[Instruction]
Reproduce all of the data below line for line, changing nothing.

Pointing dataset records
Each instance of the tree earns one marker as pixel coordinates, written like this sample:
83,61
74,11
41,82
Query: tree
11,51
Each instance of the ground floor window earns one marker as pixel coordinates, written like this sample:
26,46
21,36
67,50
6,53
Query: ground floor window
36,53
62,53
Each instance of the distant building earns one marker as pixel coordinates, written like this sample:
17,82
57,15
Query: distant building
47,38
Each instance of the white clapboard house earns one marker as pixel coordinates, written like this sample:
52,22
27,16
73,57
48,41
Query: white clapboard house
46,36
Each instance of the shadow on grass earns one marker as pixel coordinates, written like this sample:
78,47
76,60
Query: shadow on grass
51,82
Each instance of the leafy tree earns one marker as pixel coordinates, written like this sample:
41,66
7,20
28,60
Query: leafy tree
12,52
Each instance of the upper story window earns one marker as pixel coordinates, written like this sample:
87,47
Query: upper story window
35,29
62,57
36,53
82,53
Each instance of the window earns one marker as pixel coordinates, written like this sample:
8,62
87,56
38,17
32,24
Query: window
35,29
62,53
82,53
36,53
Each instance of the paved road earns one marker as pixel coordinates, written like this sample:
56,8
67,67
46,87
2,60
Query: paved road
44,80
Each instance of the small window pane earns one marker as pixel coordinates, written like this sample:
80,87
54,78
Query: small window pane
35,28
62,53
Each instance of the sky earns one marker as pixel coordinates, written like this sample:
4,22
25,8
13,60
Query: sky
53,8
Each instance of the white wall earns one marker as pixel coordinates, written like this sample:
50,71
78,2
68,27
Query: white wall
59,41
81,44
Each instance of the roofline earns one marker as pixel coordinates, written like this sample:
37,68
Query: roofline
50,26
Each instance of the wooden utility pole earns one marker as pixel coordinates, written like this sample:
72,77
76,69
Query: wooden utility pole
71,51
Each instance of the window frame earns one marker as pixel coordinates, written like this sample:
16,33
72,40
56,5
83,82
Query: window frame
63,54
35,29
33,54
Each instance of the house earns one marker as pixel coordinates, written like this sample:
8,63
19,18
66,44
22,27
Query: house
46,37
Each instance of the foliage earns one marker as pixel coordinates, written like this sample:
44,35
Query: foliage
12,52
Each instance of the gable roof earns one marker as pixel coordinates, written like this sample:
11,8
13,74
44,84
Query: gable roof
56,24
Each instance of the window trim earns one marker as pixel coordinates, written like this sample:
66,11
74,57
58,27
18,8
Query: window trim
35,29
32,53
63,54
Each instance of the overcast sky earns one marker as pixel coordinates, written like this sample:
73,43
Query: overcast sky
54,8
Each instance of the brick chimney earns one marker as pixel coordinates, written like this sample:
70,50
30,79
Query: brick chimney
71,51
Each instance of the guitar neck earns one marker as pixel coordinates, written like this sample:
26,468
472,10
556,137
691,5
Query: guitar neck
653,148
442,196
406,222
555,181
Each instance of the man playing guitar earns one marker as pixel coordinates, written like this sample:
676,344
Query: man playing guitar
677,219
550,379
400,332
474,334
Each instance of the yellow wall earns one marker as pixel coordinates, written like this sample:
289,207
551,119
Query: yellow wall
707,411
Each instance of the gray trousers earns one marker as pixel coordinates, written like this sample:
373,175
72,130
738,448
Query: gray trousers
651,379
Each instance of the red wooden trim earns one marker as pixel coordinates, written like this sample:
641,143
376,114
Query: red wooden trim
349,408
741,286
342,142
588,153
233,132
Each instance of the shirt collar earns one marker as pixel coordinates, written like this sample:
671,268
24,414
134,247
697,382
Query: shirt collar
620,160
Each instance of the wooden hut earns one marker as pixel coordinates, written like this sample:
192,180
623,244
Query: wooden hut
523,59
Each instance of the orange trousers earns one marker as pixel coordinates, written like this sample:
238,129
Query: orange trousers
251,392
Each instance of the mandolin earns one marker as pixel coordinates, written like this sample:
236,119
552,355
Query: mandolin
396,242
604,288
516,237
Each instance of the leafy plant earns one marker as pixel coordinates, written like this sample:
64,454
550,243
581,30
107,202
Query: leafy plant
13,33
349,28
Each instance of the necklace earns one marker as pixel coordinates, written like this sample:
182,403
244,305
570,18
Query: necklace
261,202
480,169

[Reply to the task]
Each instance of the tree earns one marker as pixel coordinates, written like this sample:
83,61
74,11
41,82
Query: tree
11,51
Each instance of the ground floor window earns one marker as pixel coordinates, written like this sample:
26,46
21,36
67,50
6,53
Query: ground floor window
36,53
62,53
Each instance of the distant building earns one marker as pixel coordinates, written like this sample:
17,82
57,15
Query: distant building
47,38
Each instance of the white clapboard house earns one marker as pixel coordinates, written like this sample:
52,22
27,16
73,57
48,41
Query: white clapboard house
46,36
Each instance of the shadow on grass earns one marker as pixel coordinates, written like this sample:
78,47
76,60
Query: shadow on grass
51,82
Each instance of the leafy tree earns one marker as pixel coordinates, written like this sample:
41,66
7,20
28,60
Query: leafy tree
12,52
Each instance of the upper story window earns one marker as pixel coordinates, written like this sample:
87,47
Query: upper story window
35,29
62,57
36,53
82,53
Each instance of the window earns one marker as pixel coordinates, written like this sample:
8,62
87,56
38,17
32,24
Query: window
35,29
62,53
82,53
36,53
Each instance of the paved road earns one marker as pixel coordinates, written like this sample:
56,8
67,67
46,87
2,60
Query: paved road
44,80
Each instance of the small window pane earns one marker as pixel coordinates, written like this sample:
80,87
54,78
Query: small window pane
35,28
62,53
Each instance of the sky earns one marker as pixel coordinates, written like this sample:
4,22
25,8
13,60
Query: sky
53,8
Each instance of the white wall earns one marker as pixel coordinates, written like this sample:
50,71
78,2
68,27
Query: white wall
59,41
81,44
Each instance of the roofline earns one marker as pixel coordinates, written like this sample:
37,68
Query: roofline
50,26
Each instance of the wooden utility pole earns one marker as pixel coordinates, written like this sample:
72,77
76,69
Query: wooden utility pole
71,51
Each instance of the window frame earns one marker as pixel coordinates, written like this sample:
16,33
72,40
56,5
83,82
Query: window frame
63,54
35,29
33,54
Each instance of the house earns one marker as pixel coordinates, written like this sample:
8,63
19,18
66,44
22,27
Query: house
46,37
Each instance of the foliage earns one marker as pixel coordinates, written like this sample:
44,35
Query: foliage
12,52
Each instance of the gable roof earns one marker as pixel coordinates, written like this sample:
11,8
13,74
44,84
Query: gable roof
56,24
Each instance of the window trim earns one marker as pixel coordinates, written like this sample:
66,11
74,57
58,27
18,8
Query: window trim
35,29
32,53
63,54
Each instance of the overcast sky earns one marker as pixel coordinates, written like this sample:
73,43
Query: overcast sky
54,8
Each instance of the brick chimney earns one marker as pixel coordinates, written like this sample:
70,50
30,79
Query: brick chimney
71,51
Each instance of the guitar neck earns one marker as pixel coordinates, written like this sample:
26,468
472,10
556,137
691,5
Query: guitar neck
653,148
442,196
406,222
555,181
Each instance of the man playing guitar earns one marker as pixel coordinates, written like this sample:
676,344
Query: man playing guitar
677,219
550,379
400,332
474,334
Each instance of the yellow wall earns one marker as pixel coordinates, written like this sample:
289,207
551,119
Query: yellow wall
707,411
Each instance of the gray trousers earns one marker as pixel coordinates, written like this sample:
373,175
72,130
738,448
Query: gray trousers
651,379
Each instance of the red wooden trim earns one marker as pixel coordinates, written like this sample:
641,143
376,114
Query: red wooden trim
349,408
741,286
342,142
588,153
233,132
Each instance of the shirt collar earns one marker as pixel coordinates, written like this sample:
671,268
24,414
134,247
697,382
Query: shirt collar
620,160
Each instance of the wooden hut earns one marker as pixel coordinates, written like this sample:
192,180
623,244
Query: wooden hut
523,59
Each instance of the orange trousers earns one marker as pixel coordinates, written like this sample:
238,129
Query: orange trousers
251,392
Each instance of the mandolin earns one marker as pixel coordinates, written like this sample:
236,119
552,355
Query: mandolin
396,242
604,288
516,237
Each instance of the leafy plant earns one marker as pixel coordinates, written like this sample:
64,454
550,243
581,30
107,202
Query: leafy plant
13,33
349,28
Each instance of the necklace earns one marker as pixel coordinates, written like this sample:
182,403
244,305
570,18
Query: necklace
261,202
480,169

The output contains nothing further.